How to complete this task — Exactly reproduce each line of the listing that follows.

Input material —
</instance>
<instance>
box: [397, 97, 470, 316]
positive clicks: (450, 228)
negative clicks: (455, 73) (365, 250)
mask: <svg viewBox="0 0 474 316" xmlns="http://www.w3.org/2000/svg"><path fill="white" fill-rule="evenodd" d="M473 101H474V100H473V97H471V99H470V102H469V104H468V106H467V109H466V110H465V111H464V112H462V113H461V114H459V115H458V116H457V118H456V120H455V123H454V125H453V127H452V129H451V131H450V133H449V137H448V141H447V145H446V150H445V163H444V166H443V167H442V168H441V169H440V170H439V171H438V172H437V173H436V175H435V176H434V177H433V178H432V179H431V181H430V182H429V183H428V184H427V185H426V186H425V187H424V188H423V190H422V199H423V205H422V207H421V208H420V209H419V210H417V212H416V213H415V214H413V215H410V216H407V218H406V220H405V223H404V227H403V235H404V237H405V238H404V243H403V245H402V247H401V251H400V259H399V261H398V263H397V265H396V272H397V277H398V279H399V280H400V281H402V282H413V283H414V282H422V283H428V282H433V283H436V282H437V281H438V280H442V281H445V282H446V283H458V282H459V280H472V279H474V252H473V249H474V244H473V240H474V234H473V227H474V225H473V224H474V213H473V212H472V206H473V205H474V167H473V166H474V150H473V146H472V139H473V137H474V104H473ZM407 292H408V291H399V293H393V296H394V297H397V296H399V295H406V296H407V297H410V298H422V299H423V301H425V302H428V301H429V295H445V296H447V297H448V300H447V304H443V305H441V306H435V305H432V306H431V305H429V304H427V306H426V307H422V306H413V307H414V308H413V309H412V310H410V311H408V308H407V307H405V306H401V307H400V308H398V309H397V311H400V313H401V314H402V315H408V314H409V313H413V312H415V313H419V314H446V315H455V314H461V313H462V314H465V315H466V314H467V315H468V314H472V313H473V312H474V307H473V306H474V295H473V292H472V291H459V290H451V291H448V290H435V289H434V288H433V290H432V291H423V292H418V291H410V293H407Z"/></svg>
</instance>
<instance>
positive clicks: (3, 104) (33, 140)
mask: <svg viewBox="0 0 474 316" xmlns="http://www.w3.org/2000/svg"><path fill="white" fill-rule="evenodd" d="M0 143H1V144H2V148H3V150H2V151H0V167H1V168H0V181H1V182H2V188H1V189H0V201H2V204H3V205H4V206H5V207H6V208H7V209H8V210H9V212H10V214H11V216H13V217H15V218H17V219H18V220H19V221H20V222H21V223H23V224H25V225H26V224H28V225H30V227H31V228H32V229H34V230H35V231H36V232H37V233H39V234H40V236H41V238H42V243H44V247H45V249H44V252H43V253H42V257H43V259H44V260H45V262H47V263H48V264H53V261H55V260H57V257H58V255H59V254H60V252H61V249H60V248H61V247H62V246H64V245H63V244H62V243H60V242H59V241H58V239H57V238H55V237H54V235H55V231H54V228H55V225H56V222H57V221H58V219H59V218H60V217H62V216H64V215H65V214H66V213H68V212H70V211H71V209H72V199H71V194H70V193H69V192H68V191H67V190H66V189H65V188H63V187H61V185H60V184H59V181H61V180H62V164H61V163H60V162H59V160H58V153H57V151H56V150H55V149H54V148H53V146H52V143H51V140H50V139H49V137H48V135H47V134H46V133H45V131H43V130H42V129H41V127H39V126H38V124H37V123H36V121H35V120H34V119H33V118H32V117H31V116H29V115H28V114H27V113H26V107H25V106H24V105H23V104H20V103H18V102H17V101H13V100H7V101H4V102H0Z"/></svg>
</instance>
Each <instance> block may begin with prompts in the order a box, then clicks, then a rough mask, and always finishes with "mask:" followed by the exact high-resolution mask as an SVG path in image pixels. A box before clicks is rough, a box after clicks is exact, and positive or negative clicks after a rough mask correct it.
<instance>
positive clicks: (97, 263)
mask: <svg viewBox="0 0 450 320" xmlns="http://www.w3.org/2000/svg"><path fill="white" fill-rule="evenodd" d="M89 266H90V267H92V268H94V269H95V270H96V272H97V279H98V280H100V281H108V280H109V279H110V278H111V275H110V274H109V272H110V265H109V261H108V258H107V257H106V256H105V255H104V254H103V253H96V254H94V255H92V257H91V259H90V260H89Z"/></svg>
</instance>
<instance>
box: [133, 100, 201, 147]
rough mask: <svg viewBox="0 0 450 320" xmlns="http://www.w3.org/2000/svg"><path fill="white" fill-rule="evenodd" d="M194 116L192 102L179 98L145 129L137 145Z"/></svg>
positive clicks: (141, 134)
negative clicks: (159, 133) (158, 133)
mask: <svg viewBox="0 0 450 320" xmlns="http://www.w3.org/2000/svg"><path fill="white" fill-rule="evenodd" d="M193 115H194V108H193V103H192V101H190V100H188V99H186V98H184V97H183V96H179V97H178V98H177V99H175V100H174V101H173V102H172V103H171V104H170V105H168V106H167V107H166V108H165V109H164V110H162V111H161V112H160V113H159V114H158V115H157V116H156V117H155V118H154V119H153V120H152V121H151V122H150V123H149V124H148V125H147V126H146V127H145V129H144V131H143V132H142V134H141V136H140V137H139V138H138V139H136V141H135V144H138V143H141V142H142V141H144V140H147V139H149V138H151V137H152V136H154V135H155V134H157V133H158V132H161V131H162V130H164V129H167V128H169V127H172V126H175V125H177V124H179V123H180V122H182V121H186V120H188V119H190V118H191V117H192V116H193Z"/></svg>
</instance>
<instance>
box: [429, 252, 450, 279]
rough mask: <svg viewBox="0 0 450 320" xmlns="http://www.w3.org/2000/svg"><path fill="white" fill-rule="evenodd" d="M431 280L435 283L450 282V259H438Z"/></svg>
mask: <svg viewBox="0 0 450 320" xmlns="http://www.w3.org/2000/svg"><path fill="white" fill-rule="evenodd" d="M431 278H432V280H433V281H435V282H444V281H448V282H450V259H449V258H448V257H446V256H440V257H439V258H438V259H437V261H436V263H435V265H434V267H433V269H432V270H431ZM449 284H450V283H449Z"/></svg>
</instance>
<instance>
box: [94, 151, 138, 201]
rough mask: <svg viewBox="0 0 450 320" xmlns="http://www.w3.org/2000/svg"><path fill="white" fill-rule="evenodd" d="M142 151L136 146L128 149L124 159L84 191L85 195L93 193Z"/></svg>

Reply to the exercise —
</instance>
<instance>
box: [397, 97, 470, 316]
positive clicks: (450, 228)
negative clicks: (455, 73) (365, 250)
mask: <svg viewBox="0 0 474 316" xmlns="http://www.w3.org/2000/svg"><path fill="white" fill-rule="evenodd" d="M473 101H474V100H473V97H471V99H470V102H469V104H468V106H467V109H466V110H465V111H464V112H462V113H461V114H459V115H458V116H457V118H456V120H455V123H454V125H453V127H452V129H451V131H450V133H449V137H448V141H447V145H446V150H445V163H444V166H443V167H442V168H441V169H440V170H439V171H438V172H437V173H436V175H435V176H434V177H433V178H432V179H431V181H430V182H429V183H428V184H427V185H426V186H425V187H424V188H423V190H422V199H423V205H422V207H421V208H420V209H419V210H417V212H416V213H415V214H413V215H410V216H407V218H406V220H405V223H404V227H403V235H404V237H405V238H404V243H403V245H402V247H401V251H400V259H399V261H398V263H397V265H396V272H397V277H398V279H399V280H400V281H402V282H413V283H414V282H422V283H428V282H433V283H436V282H437V281H438V280H442V281H445V282H446V283H458V282H459V280H472V279H474V252H473V249H474V244H473V240H474V234H473V227H474V225H473V224H474V213H473V212H472V206H473V205H474V167H473V166H474V150H473V146H472V139H473V137H474V104H473ZM407 292H408V291H399V293H393V296H394V297H397V296H399V295H406V296H407V297H410V298H422V299H423V301H425V302H428V301H429V295H445V296H447V297H448V300H447V304H443V305H441V306H435V305H432V306H431V305H429V304H427V306H426V307H422V306H413V307H414V308H413V309H412V310H410V311H408V308H407V307H405V306H401V307H400V308H398V309H397V311H400V313H401V314H402V315H408V314H409V313H413V312H415V313H419V314H446V315H455V314H461V313H462V314H465V315H466V314H467V315H468V314H472V313H473V312H474V307H473V306H474V295H473V292H472V291H459V290H451V291H448V290H435V289H434V288H433V290H432V291H423V292H418V291H410V293H407Z"/></svg>
</instance>
<instance>
positive clicks: (3, 104) (33, 140)
mask: <svg viewBox="0 0 474 316" xmlns="http://www.w3.org/2000/svg"><path fill="white" fill-rule="evenodd" d="M0 143H1V144H2V148H3V150H2V151H0V167H1V168H0V181H1V182H2V188H1V189H0V201H2V204H3V205H4V206H5V207H6V208H7V209H8V210H9V212H10V214H11V216H13V217H15V218H17V219H18V220H19V221H20V222H21V223H23V224H25V225H26V224H28V225H30V227H31V228H32V229H34V230H35V231H36V232H37V233H39V234H40V236H41V238H42V243H44V247H45V249H44V252H43V253H42V257H43V259H44V260H45V262H47V263H48V264H53V261H55V260H57V257H58V255H59V254H60V252H61V249H60V248H61V247H62V246H64V245H63V244H62V243H60V242H59V241H58V239H57V238H55V237H54V235H55V231H54V228H55V225H56V222H57V221H58V219H59V218H60V217H62V216H64V215H65V214H66V213H68V212H70V211H71V209H72V199H71V194H70V193H69V192H68V191H67V190H66V189H65V188H63V187H61V185H60V184H59V181H61V180H62V164H61V163H60V162H59V160H58V153H57V151H56V150H55V149H54V148H53V146H52V143H51V140H50V139H49V137H48V135H47V134H46V133H45V131H43V130H42V129H41V127H39V126H38V124H37V123H36V121H35V120H34V119H33V118H32V117H31V116H29V115H28V114H27V113H26V107H25V106H24V105H23V104H20V103H18V102H17V101H13V100H7V101H4V102H0Z"/></svg>
</instance>
Each <instance> block may begin with prompts in the order a box, then clicks, then a rough mask, and always finishes with "mask:" followed by the exact high-resolution mask as an SVG path in image pixels. A box before clicks is rough, a box after clicks is exact, and positive or negative clicks after a rough mask correct it.
<instance>
positive clicks: (97, 263)
mask: <svg viewBox="0 0 450 320" xmlns="http://www.w3.org/2000/svg"><path fill="white" fill-rule="evenodd" d="M89 266H90V267H92V268H94V269H95V270H96V272H97V279H98V280H100V281H108V280H109V279H110V278H111V275H110V274H109V272H110V265H109V261H108V258H107V257H106V256H105V255H104V254H103V253H96V254H94V255H92V257H91V259H90V260H89Z"/></svg>
</instance>
<instance>
box: [133, 100, 201, 147]
rough mask: <svg viewBox="0 0 450 320" xmlns="http://www.w3.org/2000/svg"><path fill="white" fill-rule="evenodd" d="M194 116L192 102L179 98L145 129L137 145Z"/></svg>
positive clicks: (141, 134)
negative clicks: (159, 133) (158, 133)
mask: <svg viewBox="0 0 450 320" xmlns="http://www.w3.org/2000/svg"><path fill="white" fill-rule="evenodd" d="M193 115H194V108H193V103H192V101H190V100H188V99H186V98H184V97H183V96H179V97H178V98H177V99H175V100H174V101H173V102H172V103H171V104H170V105H168V106H167V107H166V108H165V109H164V110H162V111H161V112H160V113H159V114H158V115H157V116H156V117H155V118H154V119H153V120H152V121H151V122H150V123H149V124H148V125H147V126H146V127H145V129H144V131H143V132H142V134H141V136H140V137H139V138H138V139H136V141H135V144H138V143H141V142H142V141H144V140H147V139H149V138H151V137H152V136H154V135H155V134H157V133H158V132H161V131H162V130H164V129H167V128H169V127H172V126H175V125H177V124H179V123H180V122H182V121H186V120H188V119H190V118H191V117H192V116H193Z"/></svg>
</instance>
<instance>
box: [429, 252, 450, 279]
rough mask: <svg viewBox="0 0 450 320" xmlns="http://www.w3.org/2000/svg"><path fill="white" fill-rule="evenodd" d="M431 280L435 283L450 282V259H438Z"/></svg>
mask: <svg viewBox="0 0 450 320" xmlns="http://www.w3.org/2000/svg"><path fill="white" fill-rule="evenodd" d="M431 278H432V280H433V281H435V282H444V281H448V282H450V259H449V258H448V257H446V256H440V257H439V258H438V259H437V261H436V263H435V265H434V267H433V269H432V270H431ZM449 284H450V283H449Z"/></svg>
</instance>
<instance>
box: [94, 151, 138, 201]
rough mask: <svg viewBox="0 0 450 320" xmlns="http://www.w3.org/2000/svg"><path fill="white" fill-rule="evenodd" d="M142 151L136 146L128 149L124 159L84 191L85 195L93 193Z"/></svg>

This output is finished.